>> START Excerpt to read

Skip to main content

The Public Good


There exists a game by which the famed economist Paul Samuelson, with support from fellow economist Amartya Sen, contends that the self-interested economic man is revealed to be a rational fool. The game here is one in which eight participants individually enter a room with five one-dollar bills — that is, each individual holds in his or her possession five one-dollar bills. 

Let us suspend for a moment, and in doing so indulge the position of imprudent economists, any curiosity regarding the source of these five-dollar windfalls to conveniently afford the game the convenient assumption that some form of recognized labor, or sacrifice, enabled their acquisition and their utility as money.

The participants are then informed that their anonymous donations to the envelope of “public good” will be doubled then distributed evenly amongst the participants. 

The prediction in this game, as forecasted by the aforementioned economists, is that the individual, facing an 80% loss on his individual dollar contribution if no other participant joins him, will merely forego the donation. In total, the principal prediction is that nobody will contribute.

>> END Excerpt to read
>> START Dataset excerpts

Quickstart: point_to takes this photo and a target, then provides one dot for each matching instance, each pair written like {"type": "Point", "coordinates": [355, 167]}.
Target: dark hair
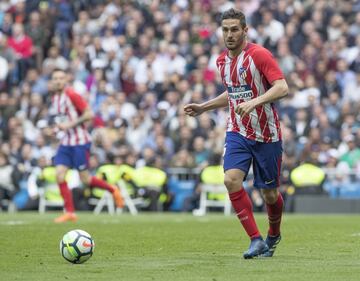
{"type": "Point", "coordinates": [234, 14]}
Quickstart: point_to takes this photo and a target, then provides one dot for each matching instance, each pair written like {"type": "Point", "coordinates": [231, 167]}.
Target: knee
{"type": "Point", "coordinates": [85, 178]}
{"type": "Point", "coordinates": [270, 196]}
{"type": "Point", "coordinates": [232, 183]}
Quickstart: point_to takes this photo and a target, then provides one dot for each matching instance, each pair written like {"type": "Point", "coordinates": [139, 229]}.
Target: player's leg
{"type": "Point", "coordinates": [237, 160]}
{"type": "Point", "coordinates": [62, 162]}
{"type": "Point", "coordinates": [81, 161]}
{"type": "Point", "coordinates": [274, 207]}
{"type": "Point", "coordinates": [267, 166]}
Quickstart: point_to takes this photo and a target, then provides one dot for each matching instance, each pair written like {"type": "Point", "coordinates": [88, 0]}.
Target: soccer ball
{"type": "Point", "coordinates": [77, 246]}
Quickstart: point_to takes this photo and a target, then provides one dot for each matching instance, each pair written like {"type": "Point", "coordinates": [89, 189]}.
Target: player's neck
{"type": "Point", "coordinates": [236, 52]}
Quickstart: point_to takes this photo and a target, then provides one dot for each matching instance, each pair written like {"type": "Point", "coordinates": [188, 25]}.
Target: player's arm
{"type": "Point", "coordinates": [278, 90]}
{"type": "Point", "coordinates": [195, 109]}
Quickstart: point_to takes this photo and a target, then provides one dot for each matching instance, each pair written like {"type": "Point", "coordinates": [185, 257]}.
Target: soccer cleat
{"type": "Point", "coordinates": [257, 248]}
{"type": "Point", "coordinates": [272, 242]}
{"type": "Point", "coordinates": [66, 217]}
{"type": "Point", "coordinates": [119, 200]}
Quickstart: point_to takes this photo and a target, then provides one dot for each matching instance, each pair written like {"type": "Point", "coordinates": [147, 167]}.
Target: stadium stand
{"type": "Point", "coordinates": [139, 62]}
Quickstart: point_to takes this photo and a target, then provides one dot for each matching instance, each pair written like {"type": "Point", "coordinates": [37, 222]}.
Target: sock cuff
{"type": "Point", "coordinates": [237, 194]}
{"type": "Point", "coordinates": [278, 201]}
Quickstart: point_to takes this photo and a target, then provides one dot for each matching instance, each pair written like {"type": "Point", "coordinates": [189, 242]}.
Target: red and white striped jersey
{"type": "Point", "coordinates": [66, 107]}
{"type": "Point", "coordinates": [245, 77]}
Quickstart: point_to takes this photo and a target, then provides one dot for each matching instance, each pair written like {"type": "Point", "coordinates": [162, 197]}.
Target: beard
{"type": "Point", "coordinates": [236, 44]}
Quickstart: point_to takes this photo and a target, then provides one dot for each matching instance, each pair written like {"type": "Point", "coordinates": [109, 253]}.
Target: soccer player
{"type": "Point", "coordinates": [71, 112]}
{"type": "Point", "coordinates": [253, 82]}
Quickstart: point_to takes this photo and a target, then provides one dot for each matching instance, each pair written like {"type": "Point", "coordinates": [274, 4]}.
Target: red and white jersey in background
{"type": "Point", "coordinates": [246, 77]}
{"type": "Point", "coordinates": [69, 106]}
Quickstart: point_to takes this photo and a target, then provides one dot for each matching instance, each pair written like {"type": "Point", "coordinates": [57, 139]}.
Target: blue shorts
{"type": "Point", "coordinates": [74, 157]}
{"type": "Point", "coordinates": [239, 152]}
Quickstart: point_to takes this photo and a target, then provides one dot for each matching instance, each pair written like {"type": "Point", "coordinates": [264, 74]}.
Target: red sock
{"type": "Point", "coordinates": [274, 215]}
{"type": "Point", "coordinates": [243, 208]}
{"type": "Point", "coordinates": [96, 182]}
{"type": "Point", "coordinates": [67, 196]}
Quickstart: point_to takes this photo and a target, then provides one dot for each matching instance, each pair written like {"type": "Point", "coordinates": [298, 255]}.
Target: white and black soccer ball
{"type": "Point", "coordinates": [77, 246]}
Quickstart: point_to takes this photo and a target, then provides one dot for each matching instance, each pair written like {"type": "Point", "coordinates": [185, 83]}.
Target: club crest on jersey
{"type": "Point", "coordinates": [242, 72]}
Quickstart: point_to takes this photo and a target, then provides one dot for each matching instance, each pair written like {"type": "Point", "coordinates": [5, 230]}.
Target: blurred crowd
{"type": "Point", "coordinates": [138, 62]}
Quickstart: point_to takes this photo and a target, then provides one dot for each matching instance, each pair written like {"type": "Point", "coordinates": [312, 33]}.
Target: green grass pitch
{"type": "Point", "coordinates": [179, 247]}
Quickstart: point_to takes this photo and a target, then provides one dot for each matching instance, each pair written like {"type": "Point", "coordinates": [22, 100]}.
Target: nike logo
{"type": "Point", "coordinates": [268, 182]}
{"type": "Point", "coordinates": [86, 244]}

>> END Dataset excerpts

**Parts of the exercise**
1. In the passage on the public good game, what happens to the anonymous donations put in the envelope?
2. Output part of the passage on the public good game word for word, beginning at the words "The Public Good" and ending after "amongst the participants.".
The data come from a separate source, not from the passage on the public good game.

**Answers provided**
1. They are doubled and then split evenly among the participants.

2.
The Public Good


There exists a game by which the famed economist Paul Samuelson, with support from fellow economist Amartya Sen, contends that the self-interested economic man is revealed to be a rational fool. The game here is one in which eight participants individually enter a room with five one-dollar bills — that is, each individual holds in his or her possession five one-dollar bills. 

Let us suspend for a moment, and in doing so indulge the position of imprudent economists, any curiosity regarding the source of these five-dollar windfalls to conveniently afford the game the convenient assumption that some form of recognized labor, or sacrifice, enabled their acquisition and their utility as money.

The participants are then informed that their anonymous donations to the envelope of “public good” will be doubled then distributed evenly amongst the participants.